### TESTO CITATO
+---+

Cuore nero Samurai

Francesco Acquaroli, samurai dal cuore nero, è un bravissimo attore dal curriculum corposo, capace di destreggiarsi abilmente in ruoli da villain. Un artista dell’espressione, che ama gli animali e che sogna di fare Gian Burrasca.

Buonasera Francesco, quanto è difficile oggi essere un attore?
Fare l’attore è un mestiere molto difficile, molto provante. Hai davanti a te delle prove molto difficili. Ad esempio una è quella di convincere gli altri che tu sei un attore.

Hai lavorato con Gigi Proietti nella fiction l’avvocato Porta. Che ricordi hai del maestro?
Gigi era un grandissimo professionista con il dono della leggerezza. Era un artista totale, durante le pause alleggeriva la tensione raccontando aneddoti e curiosità. La prima volta che lo vidi fu al teatro Tenda a Piazza Mancini durante lo spettacolo A me gli occhi, please. Mio nonno era un estimatore di Petrolini e Gigi ebbe il grande merito di far conoscere alle generazioni successive il teatro di questo grandissimo artista romano. Proietti aveva trovato la sua dimensione a teatro e in televisione. Probabilmente chi faceva cinema credeva che funzionasse meno in pellicola, stessa cosa accaduta a Eduardo De Filippo. Misteri che resteranno insoluti!

Come mai Suburra ha avuto un tale successo di pubblico e di critica?
Suburra, così come Romanzo Criminale e Gomorra, hanno attinto a piene mani dalla realtà descritta dalla cronaca e l’hanno esorcizzata. Qui esce e si rivela la funzione catartica della finzione cinematografica. Suburra ha funzionato perché è un prodotto televisivo di altissima qualità.

Samurai eroe negativo, sobrio e nefasto, ha dimostrato possedere un’anima. È stato difficile prepararsi per questo ruolo?

+---+

### DATI FORNITI
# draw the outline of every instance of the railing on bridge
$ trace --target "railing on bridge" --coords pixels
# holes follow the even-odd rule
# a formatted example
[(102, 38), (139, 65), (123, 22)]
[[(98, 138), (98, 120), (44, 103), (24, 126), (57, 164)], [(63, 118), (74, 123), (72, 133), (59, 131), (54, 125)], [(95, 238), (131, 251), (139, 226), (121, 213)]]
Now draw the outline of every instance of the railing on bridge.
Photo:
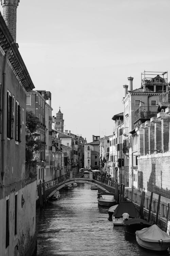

+---+

### OBIETTIVI
A. Trascrivi fedelmente il passo dell'intervista che comincia con "Francesco Acquaroli, samurai" e finisce con "essere un attore?".
B. Riporta parola per parola tutte le righe dei record, lasciando fuori le immagini.
I record non c'entrano nulla con l'intervista.

### RISPOSTE
A.
Francesco Acquaroli, samurai dal cuore nero, è un bravissimo attore dal curriculum corposo, capace di destreggiarsi abilmente in ruoli da villain. Un artista dell’espressione, che ama gli animali e che sogna di fare Gian Burrasca.

Buonasera Francesco, quanto è difficile oggi essere un attore?

B.
# draw the outline of every instance of the railing on bridge
$ trace --target "railing on bridge" --coords pixels
# holes follow the even-odd rule
# a formatted example
[(102, 38), (139, 65), (123, 22)]
[[(98, 138), (98, 120), (44, 103), (24, 126), (57, 164)], [(63, 118), (74, 123), (72, 133), (59, 131), (54, 125)], [(95, 238), (131, 251), (139, 226), (121, 213)]]
Now draw the outline of every instance of the railing on bridge.
Photo:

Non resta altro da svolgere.